**DIRECTIONS**
Where a picture appears, leave it out, and transcribe all the lines below exactly.

**Records contained in a dataset**
+ + +

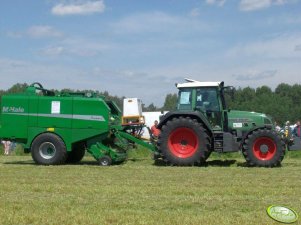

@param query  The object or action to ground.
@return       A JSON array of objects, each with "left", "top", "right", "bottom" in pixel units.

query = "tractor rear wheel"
[
  {"left": 158, "top": 117, "right": 211, "bottom": 166},
  {"left": 66, "top": 142, "right": 86, "bottom": 164},
  {"left": 31, "top": 133, "right": 67, "bottom": 165},
  {"left": 242, "top": 128, "right": 285, "bottom": 167}
]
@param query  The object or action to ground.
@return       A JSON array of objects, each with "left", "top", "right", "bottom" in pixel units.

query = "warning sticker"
[
  {"left": 51, "top": 101, "right": 60, "bottom": 114},
  {"left": 233, "top": 123, "right": 243, "bottom": 128}
]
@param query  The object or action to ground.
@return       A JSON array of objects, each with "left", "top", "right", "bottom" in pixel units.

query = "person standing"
[
  {"left": 151, "top": 120, "right": 160, "bottom": 138},
  {"left": 293, "top": 120, "right": 301, "bottom": 138},
  {"left": 1, "top": 140, "right": 11, "bottom": 155},
  {"left": 275, "top": 122, "right": 281, "bottom": 133}
]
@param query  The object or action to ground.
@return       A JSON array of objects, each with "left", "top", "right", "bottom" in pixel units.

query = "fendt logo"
[
  {"left": 267, "top": 205, "right": 298, "bottom": 223},
  {"left": 2, "top": 106, "right": 25, "bottom": 113}
]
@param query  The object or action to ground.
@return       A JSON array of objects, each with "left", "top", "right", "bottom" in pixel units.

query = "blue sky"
[{"left": 1, "top": 0, "right": 301, "bottom": 106}]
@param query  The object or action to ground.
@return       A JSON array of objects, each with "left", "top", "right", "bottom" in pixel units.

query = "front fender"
[
  {"left": 241, "top": 125, "right": 275, "bottom": 143},
  {"left": 158, "top": 111, "right": 213, "bottom": 136}
]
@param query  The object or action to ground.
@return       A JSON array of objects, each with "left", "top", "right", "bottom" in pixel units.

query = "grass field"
[{"left": 0, "top": 148, "right": 300, "bottom": 225}]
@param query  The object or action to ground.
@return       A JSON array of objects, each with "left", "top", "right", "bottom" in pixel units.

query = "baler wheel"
[
  {"left": 242, "top": 128, "right": 285, "bottom": 167},
  {"left": 66, "top": 142, "right": 86, "bottom": 164},
  {"left": 31, "top": 133, "right": 67, "bottom": 165},
  {"left": 99, "top": 156, "right": 112, "bottom": 166}
]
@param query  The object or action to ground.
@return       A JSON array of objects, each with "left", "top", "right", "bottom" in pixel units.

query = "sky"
[{"left": 0, "top": 0, "right": 301, "bottom": 106}]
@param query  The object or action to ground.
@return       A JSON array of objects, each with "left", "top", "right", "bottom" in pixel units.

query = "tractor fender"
[
  {"left": 241, "top": 125, "right": 274, "bottom": 145},
  {"left": 157, "top": 111, "right": 213, "bottom": 136}
]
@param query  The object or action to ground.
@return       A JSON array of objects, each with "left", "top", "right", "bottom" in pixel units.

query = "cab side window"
[{"left": 196, "top": 88, "right": 220, "bottom": 112}]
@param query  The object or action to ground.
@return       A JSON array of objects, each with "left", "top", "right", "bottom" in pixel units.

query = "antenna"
[{"left": 184, "top": 78, "right": 199, "bottom": 83}]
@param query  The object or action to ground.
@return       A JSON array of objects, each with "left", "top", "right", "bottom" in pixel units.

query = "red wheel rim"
[
  {"left": 168, "top": 127, "right": 199, "bottom": 158},
  {"left": 252, "top": 137, "right": 276, "bottom": 161}
]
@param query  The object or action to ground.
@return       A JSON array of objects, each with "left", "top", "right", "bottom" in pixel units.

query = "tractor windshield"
[{"left": 178, "top": 88, "right": 193, "bottom": 110}]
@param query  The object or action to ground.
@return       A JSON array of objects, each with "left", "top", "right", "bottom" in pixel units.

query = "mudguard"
[{"left": 157, "top": 111, "right": 213, "bottom": 136}]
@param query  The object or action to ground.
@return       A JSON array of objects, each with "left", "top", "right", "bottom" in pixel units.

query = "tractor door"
[{"left": 195, "top": 87, "right": 223, "bottom": 130}]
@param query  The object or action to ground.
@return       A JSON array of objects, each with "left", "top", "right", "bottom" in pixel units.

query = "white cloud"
[
  {"left": 232, "top": 70, "right": 277, "bottom": 81},
  {"left": 0, "top": 57, "right": 176, "bottom": 106},
  {"left": 206, "top": 0, "right": 226, "bottom": 7},
  {"left": 51, "top": 0, "right": 105, "bottom": 16},
  {"left": 110, "top": 11, "right": 209, "bottom": 35},
  {"left": 90, "top": 68, "right": 179, "bottom": 105},
  {"left": 27, "top": 26, "right": 63, "bottom": 38},
  {"left": 265, "top": 13, "right": 301, "bottom": 26},
  {"left": 239, "top": 0, "right": 297, "bottom": 11},
  {"left": 239, "top": 0, "right": 271, "bottom": 11},
  {"left": 111, "top": 12, "right": 178, "bottom": 34},
  {"left": 0, "top": 58, "right": 84, "bottom": 90},
  {"left": 39, "top": 38, "right": 110, "bottom": 57},
  {"left": 40, "top": 46, "right": 65, "bottom": 56},
  {"left": 189, "top": 8, "right": 200, "bottom": 17},
  {"left": 1, "top": 50, "right": 301, "bottom": 106},
  {"left": 274, "top": 0, "right": 298, "bottom": 5},
  {"left": 295, "top": 44, "right": 301, "bottom": 51},
  {"left": 6, "top": 31, "right": 22, "bottom": 38},
  {"left": 226, "top": 33, "right": 301, "bottom": 59},
  {"left": 7, "top": 26, "right": 63, "bottom": 39}
]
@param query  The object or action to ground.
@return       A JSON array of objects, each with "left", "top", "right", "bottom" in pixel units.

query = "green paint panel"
[
  {"left": 28, "top": 96, "right": 38, "bottom": 127},
  {"left": 0, "top": 95, "right": 29, "bottom": 139},
  {"left": 37, "top": 97, "right": 73, "bottom": 128},
  {"left": 0, "top": 86, "right": 116, "bottom": 151},
  {"left": 72, "top": 97, "right": 110, "bottom": 131},
  {"left": 227, "top": 110, "right": 272, "bottom": 132}
]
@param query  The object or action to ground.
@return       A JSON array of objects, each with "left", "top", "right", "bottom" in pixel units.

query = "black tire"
[
  {"left": 99, "top": 156, "right": 112, "bottom": 166},
  {"left": 204, "top": 150, "right": 212, "bottom": 161},
  {"left": 31, "top": 133, "right": 67, "bottom": 165},
  {"left": 66, "top": 142, "right": 86, "bottom": 164},
  {"left": 158, "top": 117, "right": 211, "bottom": 166},
  {"left": 242, "top": 128, "right": 285, "bottom": 167}
]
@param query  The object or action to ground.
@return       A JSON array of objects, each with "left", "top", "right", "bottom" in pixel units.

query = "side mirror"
[{"left": 224, "top": 86, "right": 235, "bottom": 100}]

+ + +

**EXERCISE RESPONSE**
@param query  The object or action to ground.
@return       A JSON array of objects, each with "left", "top", "right", "bottom" in pixel units.

query = "tractor rear wheel"
[
  {"left": 158, "top": 117, "right": 211, "bottom": 166},
  {"left": 66, "top": 142, "right": 86, "bottom": 164},
  {"left": 31, "top": 133, "right": 67, "bottom": 165},
  {"left": 242, "top": 128, "right": 285, "bottom": 167}
]
@param query  The object or action to ground.
@return       A JSON array of objects, each with "left", "top", "right", "bottom" in pixel units.

query = "warning sticker"
[
  {"left": 51, "top": 101, "right": 60, "bottom": 114},
  {"left": 233, "top": 123, "right": 243, "bottom": 128}
]
@param query  The object or action to ground.
@return       A JSON array of objects, each with "left", "top", "right", "bottom" in pixel units.

query = "person standing"
[
  {"left": 151, "top": 120, "right": 160, "bottom": 138},
  {"left": 293, "top": 120, "right": 301, "bottom": 138},
  {"left": 1, "top": 140, "right": 11, "bottom": 155},
  {"left": 275, "top": 122, "right": 281, "bottom": 133}
]
@param query  The object or action to ground.
@return       A JSON array of objects, each with "left", "top", "right", "bottom" in pixel units.

query = "fendt logo"
[
  {"left": 267, "top": 205, "right": 298, "bottom": 223},
  {"left": 2, "top": 106, "right": 25, "bottom": 113}
]
@param query  The object or action to ground.
@return       A JSON array of objects, each with "left", "top", "right", "bottom" in pixel units.

query = "blue sky"
[{"left": 1, "top": 0, "right": 301, "bottom": 106}]
@param query  The object or action to ground.
@return       A JSON array of objects, each with "left", "top", "right", "bottom" in pixel units.

query = "front fender"
[
  {"left": 241, "top": 125, "right": 275, "bottom": 143},
  {"left": 158, "top": 111, "right": 213, "bottom": 136}
]
@param query  The object or action to ground.
@return       A JSON array of objects, each with "left", "top", "right", "bottom" in pixel units.

query = "grass field"
[{"left": 0, "top": 148, "right": 300, "bottom": 225}]
@param query  The object or action to ground.
@return       A JSON array of objects, each with "left", "top", "right", "bottom" in pixel units.

query = "baler wheel"
[
  {"left": 242, "top": 128, "right": 285, "bottom": 167},
  {"left": 66, "top": 142, "right": 86, "bottom": 164},
  {"left": 31, "top": 133, "right": 67, "bottom": 165},
  {"left": 99, "top": 156, "right": 112, "bottom": 166}
]
@param query  The object or action to ground.
@return       A JSON array of objects, each with "left", "top", "right", "bottom" in pixel units.

query = "sky"
[{"left": 0, "top": 0, "right": 301, "bottom": 106}]
@param query  The object or action to ground.
@return       A JSON array of objects, each with "left", "top", "right", "bottom" in pixel units.

query = "tractor fender"
[
  {"left": 241, "top": 125, "right": 274, "bottom": 145},
  {"left": 157, "top": 111, "right": 213, "bottom": 136}
]
@param query  The object or action to ground.
@return       A JSON array of objects, each with "left", "top", "right", "bottom" in pixel units.

query = "cab side window"
[{"left": 196, "top": 88, "right": 220, "bottom": 112}]
@param query  The object or action to ground.
@return       A JSON array of objects, each with "left", "top", "right", "bottom" in pixel units.

query = "antenna"
[{"left": 184, "top": 78, "right": 199, "bottom": 83}]
@param query  The object or action to ground.
@return       A JSON array of objects, each with "left", "top", "right", "bottom" in pixel units.

query = "red wheel rim"
[
  {"left": 168, "top": 127, "right": 199, "bottom": 158},
  {"left": 252, "top": 137, "right": 276, "bottom": 161}
]
@param query  The object or action to ground.
@return       A JSON array of objects, each with "left", "top", "right", "bottom" in pixel units.

query = "tractor windshield"
[{"left": 178, "top": 88, "right": 193, "bottom": 110}]
@param query  The object or action to ground.
@return       A JSON array of objects, each with "left", "top", "right", "bottom" in pixel units.

query = "mudguard"
[{"left": 157, "top": 111, "right": 213, "bottom": 136}]
@param query  The object or action to ground.
@return       A JSON array of objects, each with "left", "top", "right", "bottom" in pixel units.

query = "tractor door"
[{"left": 195, "top": 87, "right": 223, "bottom": 130}]
@param query  The object or action to ground.
@return       A JSON array of objects, each with "left", "top", "right", "bottom" in pixel units.

query = "white cloud"
[
  {"left": 232, "top": 70, "right": 277, "bottom": 81},
  {"left": 0, "top": 57, "right": 176, "bottom": 106},
  {"left": 206, "top": 0, "right": 226, "bottom": 7},
  {"left": 51, "top": 0, "right": 105, "bottom": 16},
  {"left": 110, "top": 11, "right": 209, "bottom": 35},
  {"left": 90, "top": 68, "right": 179, "bottom": 105},
  {"left": 27, "top": 26, "right": 63, "bottom": 38},
  {"left": 265, "top": 13, "right": 301, "bottom": 26},
  {"left": 239, "top": 0, "right": 297, "bottom": 11},
  {"left": 239, "top": 0, "right": 271, "bottom": 11},
  {"left": 111, "top": 12, "right": 178, "bottom": 34},
  {"left": 0, "top": 58, "right": 84, "bottom": 90},
  {"left": 39, "top": 38, "right": 110, "bottom": 57},
  {"left": 40, "top": 46, "right": 65, "bottom": 56},
  {"left": 189, "top": 8, "right": 200, "bottom": 17},
  {"left": 1, "top": 50, "right": 301, "bottom": 106},
  {"left": 274, "top": 0, "right": 298, "bottom": 5},
  {"left": 295, "top": 44, "right": 301, "bottom": 51},
  {"left": 6, "top": 31, "right": 22, "bottom": 38},
  {"left": 226, "top": 33, "right": 301, "bottom": 59},
  {"left": 7, "top": 26, "right": 63, "bottom": 39}
]
@param query  The object or action to ground.
@return       A JSON array of objects, each with "left", "top", "right", "bottom" in pixel units.

query = "green paint panel"
[
  {"left": 28, "top": 96, "right": 38, "bottom": 127},
  {"left": 0, "top": 95, "right": 29, "bottom": 139},
  {"left": 37, "top": 97, "right": 73, "bottom": 128},
  {"left": 0, "top": 86, "right": 116, "bottom": 151},
  {"left": 72, "top": 97, "right": 110, "bottom": 131},
  {"left": 227, "top": 110, "right": 272, "bottom": 132}
]
@param query  The object or action to ground.
@return       A JSON array of objects, each with "left", "top", "right", "bottom" in pixel units.

query = "black tire"
[
  {"left": 99, "top": 156, "right": 112, "bottom": 166},
  {"left": 204, "top": 150, "right": 212, "bottom": 161},
  {"left": 31, "top": 133, "right": 67, "bottom": 165},
  {"left": 66, "top": 142, "right": 86, "bottom": 164},
  {"left": 158, "top": 117, "right": 211, "bottom": 166},
  {"left": 242, "top": 128, "right": 285, "bottom": 167}
]
@param query  The object or action to ground.
@return       A JSON array of objects, each with "left", "top", "right", "bottom" in pixel units.

query = "side mirror"
[{"left": 224, "top": 86, "right": 235, "bottom": 100}]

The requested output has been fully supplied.